[TEXT SECTION]
Bengali scientists nail down antibiotic-resistant ‘Superbugs’
Antibiotics provide effective treatment for a wide variety of infections and illnesses. Sir Alexander Fleming, a Scottish researcher, is credited with the discovery of penicillin in 1928. The introduction of penicillin in the 1940s, which began the era of antibiotics, has been recognized as one of the greatest advances in therapeutic medicine. The discovery of penicillin changed the world of medicine enormously. With its development, infections that were previously severe and often fatal, like bacterial endocarditis, bacterial meningitis, and pneumococcal pneumonia, could be easily treated.
However, the rise in the number of ‘Superbugs’ which are strains of bacteria, viruses, parasites, and fungi that are resistant to most of the antibiotics and other medications commonly used to treat the infections they cause, is a major cause of global concern. The danger of antibiotic resistance superbugs is that treatable illnesses, such as pneumonia, tuberculosis, urinary tract infections, skin infections or minor infections could become incurable.
Multi-drug resistant bacteria - triggered by rampant and injudicious use of antibiotics - are on the rise. They're affecting more than half of the patients across hospitals and can lead to a crisis unless measures are taken immediately to identify the bacteria and regulate the prescription of antibiotics. Antimicrobial resistance is a growing public health concern around the world. Resistance has emerged even to newer and more potent antimicrobial agents like Carbapenems. The rapid spread of multi-drug-resistant bacteria and the lack of new antibiotics to treat infections caused by these organisms pose a rapidly increasing threat to human health. Drug resistance (antimicrobial resistance) is a naturally occurring phenomenon that can be slowed, but not stopped. Over time, germs such as bacteria, viruses, parasites, and fungi adapt to the drugs that are designed to kill them and change to ensure their survival. This makes previously standard treatments for some infections less effective, and sometimes ineffective. Researchers continue to evaluate how these germs develop resistance. They also study how to diagnose, treat and prevent antimicrobial resistance.
[/TEXT SECTION]
[GIVEN ENTRIES]
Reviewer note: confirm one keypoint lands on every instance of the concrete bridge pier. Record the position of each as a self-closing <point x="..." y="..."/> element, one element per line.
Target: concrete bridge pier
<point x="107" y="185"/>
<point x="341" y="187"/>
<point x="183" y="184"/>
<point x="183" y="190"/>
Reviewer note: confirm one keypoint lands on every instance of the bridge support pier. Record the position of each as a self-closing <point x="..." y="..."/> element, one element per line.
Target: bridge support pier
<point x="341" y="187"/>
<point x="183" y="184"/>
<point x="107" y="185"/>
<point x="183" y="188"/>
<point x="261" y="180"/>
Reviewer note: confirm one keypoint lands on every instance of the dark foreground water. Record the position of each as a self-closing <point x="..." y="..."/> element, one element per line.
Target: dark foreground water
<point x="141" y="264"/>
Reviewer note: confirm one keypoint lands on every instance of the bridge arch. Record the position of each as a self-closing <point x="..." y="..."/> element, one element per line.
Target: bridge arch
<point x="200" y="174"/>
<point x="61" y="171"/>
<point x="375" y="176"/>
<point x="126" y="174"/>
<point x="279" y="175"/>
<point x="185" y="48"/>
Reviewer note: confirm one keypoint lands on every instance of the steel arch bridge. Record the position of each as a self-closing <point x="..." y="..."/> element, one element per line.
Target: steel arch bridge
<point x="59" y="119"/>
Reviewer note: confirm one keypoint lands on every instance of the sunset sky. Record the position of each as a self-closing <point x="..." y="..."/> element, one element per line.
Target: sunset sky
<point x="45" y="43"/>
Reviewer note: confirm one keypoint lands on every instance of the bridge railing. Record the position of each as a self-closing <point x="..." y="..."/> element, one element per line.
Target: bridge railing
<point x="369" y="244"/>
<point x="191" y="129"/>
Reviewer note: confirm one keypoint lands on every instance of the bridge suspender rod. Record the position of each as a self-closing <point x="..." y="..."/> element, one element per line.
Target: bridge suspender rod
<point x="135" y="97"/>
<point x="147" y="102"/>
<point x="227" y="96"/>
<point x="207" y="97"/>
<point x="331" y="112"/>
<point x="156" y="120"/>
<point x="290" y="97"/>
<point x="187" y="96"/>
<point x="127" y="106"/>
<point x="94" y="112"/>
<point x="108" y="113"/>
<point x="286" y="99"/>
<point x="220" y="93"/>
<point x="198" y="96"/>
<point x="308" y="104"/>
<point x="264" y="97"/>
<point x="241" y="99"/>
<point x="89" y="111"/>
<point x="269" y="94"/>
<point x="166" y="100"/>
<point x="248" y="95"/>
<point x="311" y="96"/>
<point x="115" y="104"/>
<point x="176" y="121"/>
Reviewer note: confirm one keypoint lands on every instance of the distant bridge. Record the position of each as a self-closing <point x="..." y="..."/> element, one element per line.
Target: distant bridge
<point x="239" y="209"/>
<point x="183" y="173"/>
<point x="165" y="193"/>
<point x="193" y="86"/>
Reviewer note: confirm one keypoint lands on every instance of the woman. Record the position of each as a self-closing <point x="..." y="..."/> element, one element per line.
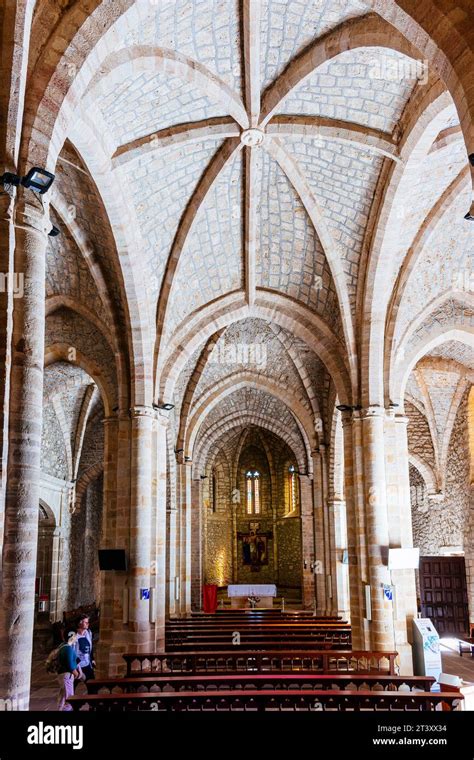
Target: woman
<point x="84" y="647"/>
<point x="67" y="671"/>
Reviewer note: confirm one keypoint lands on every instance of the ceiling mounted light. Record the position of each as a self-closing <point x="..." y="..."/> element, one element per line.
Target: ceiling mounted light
<point x="37" y="179"/>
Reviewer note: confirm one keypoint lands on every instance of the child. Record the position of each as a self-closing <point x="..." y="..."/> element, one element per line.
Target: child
<point x="67" y="671"/>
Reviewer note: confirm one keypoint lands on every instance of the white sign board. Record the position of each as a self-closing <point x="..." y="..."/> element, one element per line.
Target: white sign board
<point x="403" y="559"/>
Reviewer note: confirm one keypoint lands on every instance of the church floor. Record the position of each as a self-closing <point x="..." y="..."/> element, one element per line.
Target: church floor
<point x="44" y="689"/>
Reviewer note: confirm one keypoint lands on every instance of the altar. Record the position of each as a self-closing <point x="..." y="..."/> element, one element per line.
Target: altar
<point x="240" y="593"/>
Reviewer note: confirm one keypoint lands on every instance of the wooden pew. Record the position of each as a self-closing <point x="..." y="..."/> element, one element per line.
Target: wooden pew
<point x="241" y="661"/>
<point x="268" y="701"/>
<point x="260" y="644"/>
<point x="256" y="681"/>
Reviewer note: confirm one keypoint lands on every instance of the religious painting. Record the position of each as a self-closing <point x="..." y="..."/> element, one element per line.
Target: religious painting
<point x="254" y="549"/>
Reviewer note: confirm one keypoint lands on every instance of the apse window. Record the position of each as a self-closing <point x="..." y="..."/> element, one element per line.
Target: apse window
<point x="253" y="492"/>
<point x="292" y="491"/>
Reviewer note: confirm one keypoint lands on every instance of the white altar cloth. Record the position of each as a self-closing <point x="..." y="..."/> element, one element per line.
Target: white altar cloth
<point x="247" y="589"/>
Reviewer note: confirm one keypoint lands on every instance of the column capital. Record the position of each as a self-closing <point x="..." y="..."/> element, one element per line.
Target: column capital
<point x="371" y="412"/>
<point x="402" y="419"/>
<point x="31" y="213"/>
<point x="162" y="417"/>
<point x="142" y="411"/>
<point x="109" y="421"/>
<point x="7" y="206"/>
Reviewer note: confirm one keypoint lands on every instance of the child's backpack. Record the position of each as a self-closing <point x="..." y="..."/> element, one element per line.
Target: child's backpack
<point x="52" y="661"/>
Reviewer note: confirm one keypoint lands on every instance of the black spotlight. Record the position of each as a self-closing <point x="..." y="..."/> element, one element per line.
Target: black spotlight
<point x="470" y="214"/>
<point x="37" y="179"/>
<point x="167" y="407"/>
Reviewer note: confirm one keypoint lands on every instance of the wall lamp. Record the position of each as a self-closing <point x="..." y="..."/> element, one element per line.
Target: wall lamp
<point x="166" y="407"/>
<point x="37" y="179"/>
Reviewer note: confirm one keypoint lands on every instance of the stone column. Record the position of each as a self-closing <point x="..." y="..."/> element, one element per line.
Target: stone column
<point x="7" y="245"/>
<point x="184" y="477"/>
<point x="54" y="611"/>
<point x="328" y="579"/>
<point x="159" y="503"/>
<point x="338" y="509"/>
<point x="25" y="426"/>
<point x="307" y="534"/>
<point x="120" y="638"/>
<point x="381" y="624"/>
<point x="319" y="561"/>
<point x="109" y="514"/>
<point x="196" y="545"/>
<point x="355" y="582"/>
<point x="401" y="535"/>
<point x="140" y="527"/>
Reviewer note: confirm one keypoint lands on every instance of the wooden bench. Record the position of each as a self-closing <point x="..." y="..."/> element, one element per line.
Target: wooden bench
[/GIVEN ENTRIES]
TASK 1
To what newer antimicrobial agents has resistance emerged, according to the superbugs article?
TASK 2
Please output the part of the superbugs article that opens with the words containing "However, the rise" and closes with "could become incurable.".
TASK 3
Carry the superbugs article on from its last sentence.
The records are separate material and are not part of the superbugs article.

WRITTEN RESPONSE 1
Carbapenems.

WRITTEN RESPONSE 2
However, the rise in the number of ‘Superbugs’ which are strains of bacteria, viruses, parasites, and fungi that are resistant to most of the antibiotics and other medications commonly used to treat the infections they cause, is a major cause of global concern. The danger of antibiotic resistance superbugs is that treatable illnesses, such as pneumonia, tuberculosis, urinary tract infections, skin infections or minor infections could become incurable.

WRITTEN RESPONSE 3
Recently, a team of seven scientists including three Bengali researchers made a breakthrough in identifying the superbug. The team comprising Dr. Souvik Bhattacharya, chief researcher of the project from the Department of Molecular Biosciences and LaMontagne Center for Infectious Diseases, the University of Texas at Austin along with Dr. Madhumita Bhattacharya of the Technical University of Munich, Augsburg, Germany, Anjan Kumar Nandy Senior Research Scientist at Department of Physical Sciences, Indian Institute of Science Education and Research, Kolkata, Dylan M Pfannenstiel, Undergraduate Assistant, the University of Texas at Austin (UT), Yunesahng Hwang, Graduate Research Assistant Molecular Biosciences, College of Natural Sciences, the University of Texas at Austin, Khang Ho, Graduate student of the University of Texas at Austin and Dr. Rasika M. Harshey, Professor, Molecular Biosciences at the University of Texas at Austin, started working on the common E.coli bacteria in 2019.
In a study titled, ‘Efflux-linked accelerated evolution of antibiotic resistance at a population edge,’ the team explains that efflux is a common mechanism of resistance to antibiotics and efflux itself promotes a phenomenon called ‘adaptive resistance,’ in which many bacterial swarms display an accumulation of antibiotic-resistance mutations (ARMs). High efflux is linked to the downregulation of DNA repair and is therefore mutagenic. The team discovered the process of ‘necro signalling’ where dead cells of an E. coli swarm population release a periplasmic protein AcrA that binds to the outer membrane protein TolC of live cells within the same population. This binding acts as a signal to increase the activity of efflux pumps which contributes to the establishment of adaptive resistance to various antibiotics. So, the scientists realized they needed to work on inhibitors that aim to decrease the evolvability of antibiotic resistance.
Each of the team members individually carried out extensive experiments on 16,000 specimens and they all concluded that the way to target efflux and decrease its evolvability to antibiotic resistance is to use two sets of medicines simultaneously – one would be the usual antibiotic and the other medicine would be targeted to destroy the functionality of ‘influx pump.’ Scientists have found enzyme inhibitors to work very well in these cases. An enzyme inhibitor is a molecule that binds to an enzyme and blocks its activity. The research team is happy with the results and is hopeful that new medicines will be available to tackle superbugs shortly that will save billions of lives globally.